## Goals
[1] In the chapter on generating object files, which utility is used to verify the generated obj files?
[2] Quote the chapter on generating object files, everything from "Currently, we only" down to "this file type!".
[3] Continue the chapter on generating object files from where it stops.

Generating object files

The previous chapters introducing the assembly code generation only. This chapter adding the elf obj support and verify the generated obj by objdump utility. With LLVM support, the Cpu0 backend can generate both big endian and little endian obj files with only a few code added. The Target Registration mechanism and their structure are introduced in this chapter.

Translate into obj file

Currently, we only support translation of llvm IR code into assembly code. If you try running Chapter4_2/ to translate it into obj code will get the error message as follows,

[Gamma@localhost 3]$ ~/llvm/test/build/bin/
llc -march=cpu0 -relocation-model=pic -filetype=obj ch4_1_math_math.bc -o
~/llvm/test/build/bin/llc: target does not
support generation of this file type!

## Data

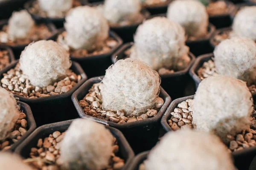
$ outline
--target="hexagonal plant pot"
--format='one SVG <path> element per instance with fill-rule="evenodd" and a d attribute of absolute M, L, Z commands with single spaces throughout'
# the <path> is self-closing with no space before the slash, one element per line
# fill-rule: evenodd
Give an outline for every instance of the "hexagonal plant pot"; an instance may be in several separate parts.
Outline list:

## Outputs for the tasks
[1] The objdump utility.

[2]
Currently, we only support translation of llvm IR code into assembly code. If you try running Chapter4_2/ to translate it into obj code will get the error message as follows,

[Gamma@localhost 3]$ ~/llvm/test/build/bin/
llc -march=cpu0 -relocation-model=pic -filetype=obj ch4_1_math_math.bc -o
~/llvm/test/build/bin/llc: target does not
support generation of this file type!

[3]
Chapter5_1/ support obj file generation. It produces obj files both for big endian and little endian with command llc -march=cpu0 and llc -march=cpu0el, respectively. Run with them will get the obj files as follows,

[Gamma@localhost input]$ cat ch4_1_math.cpu0.s
  .set  nomacro
# BB#0:                                 # %entry
  addiu $sp, $sp, -40
  .cfi_def_cfa_offset 40
  addiu $2, $zero, 5
  st  $2, 36($fp)
  addiu $2, $zero, 2
  st  $2, 32($fp)
  addiu $2, $zero, 0
  st  $2, 28($fp)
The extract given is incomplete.